Jump to content

Edmond Roche (poet)

From Wikipedia, the free encyclopedia
The printable version is no longer supported and may have rendering errors. Please update your browser bookmarks and please use the default browser print function instead.

Edmond Louis Joseph Arthur Roche (20 February 1828 in Calais – 24 December 1861 in Paris) was a 19th-century French poet, playwright, librettist and violinist.

A student of Habeneck at the Paris conservatory where he learned to play the violin (1842), he became first violinist of the orchestra of the Théâtre de la Porte-Saint-Martin before leaving this position to become a customs employee.[1]

Works

A friend of Richard Wagner, he gave the first translation in French of Tannhäuser.[2]

His poésies were published in 1863 by Michel Lévy posthumously at the expense of his friends, with a preface by Victorien Sardou with engravings by Camille Corot and others.

::::::::::

• WHAT IS BEING ASKED
In the article on Edmond Roche, what position did he leave in order to become a customs employee?

::::::::::

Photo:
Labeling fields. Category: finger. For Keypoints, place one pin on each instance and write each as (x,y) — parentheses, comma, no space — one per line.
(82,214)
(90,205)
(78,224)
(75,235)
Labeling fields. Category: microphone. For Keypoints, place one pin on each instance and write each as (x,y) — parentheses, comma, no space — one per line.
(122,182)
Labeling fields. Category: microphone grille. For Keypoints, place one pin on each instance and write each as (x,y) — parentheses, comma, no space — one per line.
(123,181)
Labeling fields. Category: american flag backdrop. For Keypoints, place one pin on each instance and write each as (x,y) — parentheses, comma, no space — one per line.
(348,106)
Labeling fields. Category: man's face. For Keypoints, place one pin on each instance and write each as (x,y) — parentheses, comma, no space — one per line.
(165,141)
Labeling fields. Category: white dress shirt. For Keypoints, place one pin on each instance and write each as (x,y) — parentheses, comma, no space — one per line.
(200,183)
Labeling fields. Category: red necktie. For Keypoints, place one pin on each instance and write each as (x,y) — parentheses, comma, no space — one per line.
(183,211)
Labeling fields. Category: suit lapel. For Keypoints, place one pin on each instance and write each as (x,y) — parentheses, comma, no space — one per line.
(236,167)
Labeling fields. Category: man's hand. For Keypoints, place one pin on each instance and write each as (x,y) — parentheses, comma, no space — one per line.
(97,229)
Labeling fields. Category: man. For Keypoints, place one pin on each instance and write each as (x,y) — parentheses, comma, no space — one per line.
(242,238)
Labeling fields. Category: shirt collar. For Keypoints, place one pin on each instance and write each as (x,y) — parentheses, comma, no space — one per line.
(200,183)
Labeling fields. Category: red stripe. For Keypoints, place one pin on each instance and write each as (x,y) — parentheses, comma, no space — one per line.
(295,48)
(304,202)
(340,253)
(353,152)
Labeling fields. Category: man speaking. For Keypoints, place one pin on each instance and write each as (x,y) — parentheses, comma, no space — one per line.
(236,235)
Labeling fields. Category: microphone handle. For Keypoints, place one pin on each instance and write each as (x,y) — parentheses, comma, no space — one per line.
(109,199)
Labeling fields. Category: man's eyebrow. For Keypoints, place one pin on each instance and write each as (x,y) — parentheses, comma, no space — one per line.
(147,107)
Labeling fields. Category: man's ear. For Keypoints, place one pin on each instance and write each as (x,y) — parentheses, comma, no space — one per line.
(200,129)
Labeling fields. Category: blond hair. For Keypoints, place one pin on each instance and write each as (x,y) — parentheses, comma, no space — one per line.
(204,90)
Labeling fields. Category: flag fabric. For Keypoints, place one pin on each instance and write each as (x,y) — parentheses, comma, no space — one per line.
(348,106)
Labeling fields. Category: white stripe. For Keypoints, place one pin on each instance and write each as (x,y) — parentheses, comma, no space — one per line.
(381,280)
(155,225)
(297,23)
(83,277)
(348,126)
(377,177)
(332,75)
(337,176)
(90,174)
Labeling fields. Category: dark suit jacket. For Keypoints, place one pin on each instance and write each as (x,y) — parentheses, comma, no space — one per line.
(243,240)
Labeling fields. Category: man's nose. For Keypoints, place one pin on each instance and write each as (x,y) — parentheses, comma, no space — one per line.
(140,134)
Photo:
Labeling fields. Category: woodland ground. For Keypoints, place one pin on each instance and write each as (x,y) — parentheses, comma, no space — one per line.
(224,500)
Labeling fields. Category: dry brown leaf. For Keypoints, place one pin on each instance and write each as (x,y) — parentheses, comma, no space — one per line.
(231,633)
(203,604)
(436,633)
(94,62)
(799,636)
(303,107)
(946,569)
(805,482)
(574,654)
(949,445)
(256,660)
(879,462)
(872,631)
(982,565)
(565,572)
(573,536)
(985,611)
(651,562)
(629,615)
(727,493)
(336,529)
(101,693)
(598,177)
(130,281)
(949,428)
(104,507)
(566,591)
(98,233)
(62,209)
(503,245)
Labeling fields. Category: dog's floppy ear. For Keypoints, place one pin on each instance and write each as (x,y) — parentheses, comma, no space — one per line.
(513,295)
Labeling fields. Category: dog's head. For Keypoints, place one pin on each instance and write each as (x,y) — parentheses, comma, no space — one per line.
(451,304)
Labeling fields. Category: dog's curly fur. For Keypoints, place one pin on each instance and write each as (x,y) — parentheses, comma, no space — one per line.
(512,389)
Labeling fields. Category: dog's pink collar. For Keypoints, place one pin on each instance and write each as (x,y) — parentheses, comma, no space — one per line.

::::::::::

• TASK SOLUTION
First violinist of the orchestra of the Théâtre de la Porte-Saint-Martin.